── Supplied material

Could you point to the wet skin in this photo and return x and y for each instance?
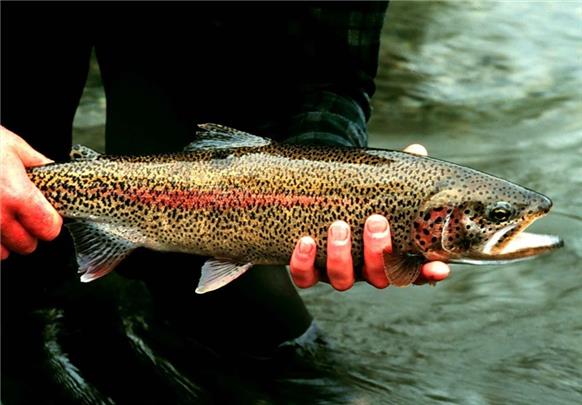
(27, 217)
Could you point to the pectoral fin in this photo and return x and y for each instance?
(218, 273)
(402, 270)
(98, 249)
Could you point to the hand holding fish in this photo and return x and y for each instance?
(340, 269)
(26, 215)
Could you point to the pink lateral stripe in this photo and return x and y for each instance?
(221, 199)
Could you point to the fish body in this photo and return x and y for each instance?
(245, 200)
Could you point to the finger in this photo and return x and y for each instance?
(38, 217)
(15, 238)
(340, 269)
(376, 242)
(416, 149)
(4, 253)
(302, 264)
(433, 272)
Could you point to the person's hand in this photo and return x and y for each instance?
(25, 215)
(340, 270)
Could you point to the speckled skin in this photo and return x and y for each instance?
(251, 204)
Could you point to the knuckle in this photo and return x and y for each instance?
(27, 247)
(342, 285)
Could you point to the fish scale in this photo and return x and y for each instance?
(245, 200)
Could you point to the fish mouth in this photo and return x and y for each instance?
(512, 243)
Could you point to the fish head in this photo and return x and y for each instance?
(481, 219)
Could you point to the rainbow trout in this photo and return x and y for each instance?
(245, 200)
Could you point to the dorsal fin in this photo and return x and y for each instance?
(215, 136)
(80, 152)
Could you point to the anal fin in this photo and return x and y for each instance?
(218, 273)
(98, 249)
(402, 270)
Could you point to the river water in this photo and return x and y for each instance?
(495, 86)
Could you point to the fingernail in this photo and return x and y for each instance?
(305, 247)
(377, 226)
(339, 233)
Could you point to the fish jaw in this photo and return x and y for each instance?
(516, 245)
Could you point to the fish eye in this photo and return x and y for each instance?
(500, 212)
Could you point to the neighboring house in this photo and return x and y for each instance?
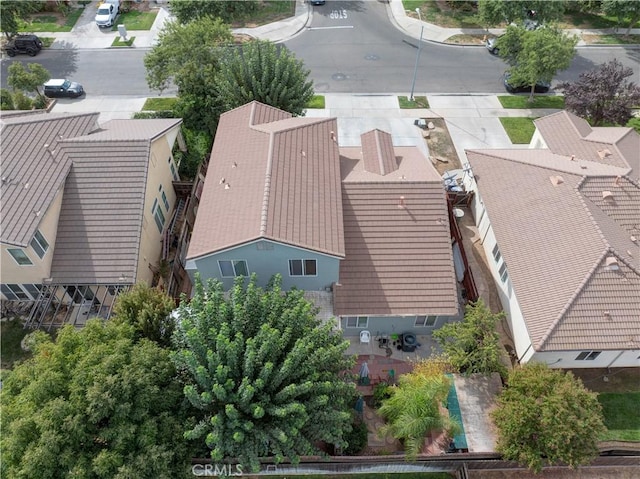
(363, 229)
(560, 226)
(85, 209)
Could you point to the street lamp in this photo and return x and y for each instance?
(415, 70)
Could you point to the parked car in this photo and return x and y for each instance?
(29, 44)
(59, 88)
(540, 87)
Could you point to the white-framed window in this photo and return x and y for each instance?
(156, 211)
(357, 321)
(20, 256)
(303, 267)
(232, 268)
(504, 275)
(425, 321)
(496, 254)
(39, 244)
(588, 355)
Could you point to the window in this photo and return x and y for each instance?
(425, 321)
(503, 272)
(357, 321)
(39, 244)
(156, 211)
(302, 267)
(588, 355)
(232, 268)
(496, 254)
(20, 256)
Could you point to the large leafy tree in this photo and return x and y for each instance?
(603, 95)
(536, 55)
(28, 79)
(545, 416)
(148, 310)
(228, 10)
(262, 71)
(265, 374)
(188, 56)
(94, 403)
(413, 409)
(473, 344)
(12, 11)
(624, 10)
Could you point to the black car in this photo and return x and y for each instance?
(29, 44)
(540, 87)
(63, 88)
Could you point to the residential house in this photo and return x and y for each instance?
(85, 209)
(560, 225)
(364, 231)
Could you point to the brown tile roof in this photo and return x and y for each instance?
(32, 173)
(566, 134)
(100, 224)
(271, 176)
(398, 249)
(554, 239)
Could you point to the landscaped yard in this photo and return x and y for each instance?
(519, 129)
(522, 102)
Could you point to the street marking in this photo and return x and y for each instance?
(329, 28)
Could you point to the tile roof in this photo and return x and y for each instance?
(566, 134)
(34, 168)
(398, 248)
(271, 176)
(555, 239)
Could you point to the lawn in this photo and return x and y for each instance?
(520, 130)
(159, 104)
(316, 102)
(621, 416)
(522, 102)
(11, 334)
(418, 102)
(136, 20)
(47, 22)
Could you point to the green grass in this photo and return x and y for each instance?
(11, 333)
(418, 102)
(49, 23)
(117, 42)
(159, 104)
(621, 416)
(520, 130)
(316, 102)
(135, 20)
(521, 102)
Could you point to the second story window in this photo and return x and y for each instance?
(303, 267)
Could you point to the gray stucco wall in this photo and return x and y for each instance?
(266, 258)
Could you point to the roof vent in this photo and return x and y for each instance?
(556, 180)
(604, 154)
(607, 195)
(612, 263)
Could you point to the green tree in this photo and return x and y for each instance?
(536, 55)
(188, 56)
(414, 408)
(227, 10)
(12, 11)
(473, 344)
(265, 374)
(262, 71)
(28, 79)
(623, 10)
(148, 310)
(95, 403)
(547, 416)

────

- [Work to do]
All records should be output exactly, with the pictures left out.

- [Task output]
Could you point to the wet skin in this photo and return x and y for each instance?
(27, 217)
Could you point to the pectoral fin in this photo and return x and y for each instance?
(218, 273)
(402, 270)
(98, 249)
Could you point to the hand holding fish in this photo and return x and y for each instance?
(340, 269)
(26, 215)
Could you point to the pink lateral stripe in this photo and return x and y for each instance?
(221, 199)
Could you point to the fish body in this photo and return x and y for each instance?
(245, 200)
Could you point to the finger in this photo and return x and y for each instance?
(38, 217)
(15, 238)
(340, 269)
(376, 242)
(416, 149)
(4, 253)
(302, 264)
(433, 272)
Could you point to the person's hand in this photo and return x and y for each instance?
(25, 215)
(340, 270)
Could you point to the speckled skin in this photo and return x and y for each instance?
(251, 204)
Could you point to the knuckle in this photo and return x and y for each instance?
(27, 247)
(342, 285)
Could you point to the fish scale in this photo and return x and y for each instance?
(245, 200)
Could you point to the fish mouth in this photo and return x and y for each instance?
(512, 243)
Could you point to the fish head in this photo and return x and y for each instance?
(481, 219)
Could you point to the rainbow trout in this photo and return x and y for each instance?
(245, 200)
Could you point to the dorsal fin in this photo and return x and y for each instance?
(215, 136)
(80, 152)
Could you point to the anal fin in this photo and return x and y for each instance?
(218, 273)
(98, 249)
(402, 270)
Could you point to the river water in this photo and return x and y for each instance?
(495, 86)
Could you point to the fingernail in this photo and return x and y for each instance?
(305, 247)
(377, 226)
(339, 233)
Could you point to the fish jaw in this photo and return x and y for each instance?
(516, 245)
Could you point to the fish eye in this photo and return x and y for each instance?
(500, 212)
Could you point to the neighboring house in this photo and return x and y for each instance?
(363, 229)
(560, 226)
(85, 209)
Could you point to the street lamp in this photo and return x and y for each instance?
(415, 70)
Could you point to the parked car in this photo and return x and y for each instance?
(29, 44)
(59, 88)
(540, 87)
Could you point to the white-framed window in this photo and return x and y for each instance?
(156, 211)
(357, 321)
(20, 256)
(303, 267)
(232, 268)
(504, 275)
(425, 321)
(496, 254)
(39, 244)
(588, 355)
Could you point to the window in this photo and return x and y for each instance?
(425, 321)
(503, 272)
(357, 321)
(39, 244)
(156, 211)
(302, 267)
(588, 355)
(232, 268)
(496, 254)
(20, 256)
Could you point to the large leafy tree in this photo and return x and y for each instance?
(603, 95)
(536, 55)
(28, 79)
(545, 416)
(148, 310)
(228, 10)
(262, 71)
(265, 374)
(188, 56)
(94, 403)
(413, 409)
(473, 344)
(12, 11)
(624, 10)
Could you point to the black car in this photo and return x and y for each instance?
(29, 44)
(540, 87)
(63, 88)
Could you point to the residential house in this photo and return x and y for each instance?
(85, 209)
(560, 225)
(364, 231)
Could you point to the brown tile roof in this photo and return x and y for each instance?
(32, 173)
(566, 134)
(100, 224)
(271, 176)
(398, 249)
(554, 239)
Could you point to the landscaped yard in this photo and return x and y for each instance?
(519, 129)
(522, 102)
Could you point to the street marking in this photo and return x and y for each instance?
(329, 28)
Could you point to the tile roof in this photo and return x and y for each instance?
(566, 134)
(34, 168)
(398, 248)
(271, 176)
(555, 239)
Could you point to the lawn in this photo and return x and y for each instance?
(520, 130)
(159, 104)
(316, 102)
(621, 416)
(522, 102)
(11, 334)
(418, 102)
(136, 20)
(47, 22)
Could you point to the green grass in this photo and return x and y for each instance?
(11, 333)
(418, 102)
(49, 23)
(117, 42)
(159, 104)
(621, 416)
(520, 130)
(316, 102)
(135, 20)
(521, 102)
Could you point to the second story window in this photo and return x and y for each instance?
(303, 267)
Could you point to the gray stucco wall in this photo and return x and y for each instance?
(266, 258)
Could you point to the roof vent in this photo and return x and y for each instance?
(556, 180)
(604, 154)
(607, 195)
(612, 263)
Could you point to the green tree in this photo and return x and y for each instance?
(536, 55)
(188, 56)
(414, 408)
(227, 10)
(12, 11)
(473, 344)
(265, 374)
(262, 71)
(28, 79)
(623, 10)
(148, 310)
(95, 403)
(547, 416)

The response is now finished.